**WHAT YOU WILL DO**
In every one of the records below, switch "describe" to "report" and write the records out again with nothing else changed.
BEGIN
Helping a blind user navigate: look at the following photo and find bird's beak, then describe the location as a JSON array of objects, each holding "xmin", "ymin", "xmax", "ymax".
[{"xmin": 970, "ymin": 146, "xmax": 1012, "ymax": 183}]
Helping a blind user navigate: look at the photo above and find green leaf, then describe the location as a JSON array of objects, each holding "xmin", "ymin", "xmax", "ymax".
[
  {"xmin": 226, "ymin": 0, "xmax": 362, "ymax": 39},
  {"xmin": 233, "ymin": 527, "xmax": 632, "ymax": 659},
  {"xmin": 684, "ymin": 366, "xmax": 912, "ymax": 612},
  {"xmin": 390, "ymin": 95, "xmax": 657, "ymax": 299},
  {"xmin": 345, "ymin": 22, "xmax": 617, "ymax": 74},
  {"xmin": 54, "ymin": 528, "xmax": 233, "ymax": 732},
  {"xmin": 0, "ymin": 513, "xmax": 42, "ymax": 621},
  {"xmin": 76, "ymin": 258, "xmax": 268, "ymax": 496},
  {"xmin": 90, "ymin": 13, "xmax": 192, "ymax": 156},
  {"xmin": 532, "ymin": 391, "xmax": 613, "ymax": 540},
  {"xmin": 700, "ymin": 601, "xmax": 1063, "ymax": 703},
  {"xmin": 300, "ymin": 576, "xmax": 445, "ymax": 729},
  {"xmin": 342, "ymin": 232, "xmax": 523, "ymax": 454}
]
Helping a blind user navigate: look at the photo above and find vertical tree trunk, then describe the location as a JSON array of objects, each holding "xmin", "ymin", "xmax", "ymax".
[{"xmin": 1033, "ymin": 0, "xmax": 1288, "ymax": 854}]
END
**EXERCISE RESPONSE**
Helping a blind user navigate: look at the following photo and find bird's beak, then report the location as a JSON array of objects, each holding "xmin", "ymin", "xmax", "ymax".
[{"xmin": 970, "ymin": 146, "xmax": 1012, "ymax": 183}]
Helping a blind user navigate: look at the photo above and find green leaf, then report the location as a JSON array of objects, each holding "xmin", "ymin", "xmax", "ymax".
[
  {"xmin": 226, "ymin": 0, "xmax": 362, "ymax": 39},
  {"xmin": 233, "ymin": 527, "xmax": 632, "ymax": 659},
  {"xmin": 684, "ymin": 366, "xmax": 912, "ymax": 612},
  {"xmin": 390, "ymin": 95, "xmax": 657, "ymax": 299},
  {"xmin": 345, "ymin": 22, "xmax": 617, "ymax": 74},
  {"xmin": 54, "ymin": 528, "xmax": 233, "ymax": 732},
  {"xmin": 0, "ymin": 513, "xmax": 42, "ymax": 621},
  {"xmin": 76, "ymin": 258, "xmax": 268, "ymax": 496},
  {"xmin": 90, "ymin": 13, "xmax": 192, "ymax": 156},
  {"xmin": 532, "ymin": 391, "xmax": 613, "ymax": 540},
  {"xmin": 700, "ymin": 601, "xmax": 1063, "ymax": 703},
  {"xmin": 300, "ymin": 576, "xmax": 445, "ymax": 729},
  {"xmin": 342, "ymin": 232, "xmax": 523, "ymax": 454}
]
Helping a blind user navigate: look at the photo above and find vertical tree trunk, then report the location as a JSON array of objects, each holding "xmin", "ymin", "xmax", "ymax".
[{"xmin": 1033, "ymin": 0, "xmax": 1288, "ymax": 854}]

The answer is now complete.